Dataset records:
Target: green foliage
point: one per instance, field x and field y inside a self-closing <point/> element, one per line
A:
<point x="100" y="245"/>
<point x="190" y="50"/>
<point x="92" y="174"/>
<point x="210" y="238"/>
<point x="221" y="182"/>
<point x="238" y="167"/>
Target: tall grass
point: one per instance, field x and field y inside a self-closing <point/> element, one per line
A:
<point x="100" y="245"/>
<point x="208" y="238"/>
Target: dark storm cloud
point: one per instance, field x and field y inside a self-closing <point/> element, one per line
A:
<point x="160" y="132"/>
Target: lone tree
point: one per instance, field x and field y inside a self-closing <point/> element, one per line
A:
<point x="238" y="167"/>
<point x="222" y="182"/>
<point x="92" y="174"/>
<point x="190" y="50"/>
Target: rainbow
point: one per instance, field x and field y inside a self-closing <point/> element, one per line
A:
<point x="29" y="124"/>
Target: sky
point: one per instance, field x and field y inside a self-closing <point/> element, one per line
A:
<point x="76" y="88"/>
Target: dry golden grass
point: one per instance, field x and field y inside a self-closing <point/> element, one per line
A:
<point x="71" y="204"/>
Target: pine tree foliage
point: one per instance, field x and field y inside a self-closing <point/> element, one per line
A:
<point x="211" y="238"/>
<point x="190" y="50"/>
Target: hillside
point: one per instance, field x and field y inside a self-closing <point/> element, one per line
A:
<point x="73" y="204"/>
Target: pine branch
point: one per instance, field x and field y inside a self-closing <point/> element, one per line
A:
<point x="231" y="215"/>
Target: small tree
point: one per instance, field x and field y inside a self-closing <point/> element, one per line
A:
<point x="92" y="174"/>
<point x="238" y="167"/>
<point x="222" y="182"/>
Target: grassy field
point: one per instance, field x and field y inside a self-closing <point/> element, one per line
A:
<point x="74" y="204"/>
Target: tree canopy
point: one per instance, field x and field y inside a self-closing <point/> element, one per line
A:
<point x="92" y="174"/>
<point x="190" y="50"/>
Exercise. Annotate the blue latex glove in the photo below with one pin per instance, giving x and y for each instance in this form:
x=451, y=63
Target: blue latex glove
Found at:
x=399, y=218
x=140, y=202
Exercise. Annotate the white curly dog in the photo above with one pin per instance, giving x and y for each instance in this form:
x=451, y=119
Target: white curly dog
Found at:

- What the exercise asks: Retype the listing. Match it exactly.

- Response:
Target: green foliage
point: one per instance, field x and field y inside a self-closing <point/> element, one per line
A:
<point x="100" y="245"/>
<point x="190" y="50"/>
<point x="92" y="174"/>
<point x="210" y="238"/>
<point x="221" y="182"/>
<point x="238" y="167"/>
Target: tall grass
point: one per instance, field x and field y inside a self-closing <point/> element, one per line
A:
<point x="100" y="245"/>
<point x="208" y="238"/>
Target: dark storm cloud
point: one per instance, field x and field y inside a self-closing <point/> element, one per line
A:
<point x="160" y="132"/>
Target: lone tree
point: one per instance, field x and field y inside a self-closing <point/> element, one per line
A:
<point x="238" y="167"/>
<point x="222" y="182"/>
<point x="92" y="174"/>
<point x="190" y="50"/>
Target: rainbow
point: one per instance, field x and field y inside a self-closing <point/> element, one per line
A:
<point x="29" y="124"/>
Target: sky
point: one per instance, field x and field y inside a self-closing <point/> element, one per line
A:
<point x="76" y="88"/>
Target: dry golden grass
point: one per instance, field x and field y inside a self-closing <point/> element, one per line
A:
<point x="71" y="204"/>
Target: pine tree foliage
point: one per instance, field x and field y inside a self-closing <point/> element, one per line
A:
<point x="211" y="238"/>
<point x="190" y="50"/>
Target: hillside
point: one per instance, field x and field y inside a self-closing <point/> element, one per line
A:
<point x="73" y="204"/>
Target: pine branch
point: one per instance, field x and field y inside a self-closing <point/> element, one per line
A:
<point x="231" y="215"/>
Target: small tree
point: one per instance, field x and field y inside a self-closing <point/> element, one per line
A:
<point x="92" y="174"/>
<point x="238" y="167"/>
<point x="222" y="182"/>
Target: grassy field
point: one per instance, field x and field y inside a self-closing <point/> element, one per line
A:
<point x="74" y="204"/>
Target: tree canopy
point: one per instance, field x and field y inside a self-closing <point/> element, one per line
A:
<point x="92" y="174"/>
<point x="190" y="50"/>
Exercise. Annotate the blue latex glove in the photo below with one pin per instance, giving x and y for each instance in this form:
x=451, y=63
Target: blue latex glove
Found at:
x=399, y=218
x=140, y=202
Exercise. Annotate the white curly dog in the photo above with one pin per instance, giving x and y for each instance in this form:
x=451, y=119
Target: white curly dog
Found at:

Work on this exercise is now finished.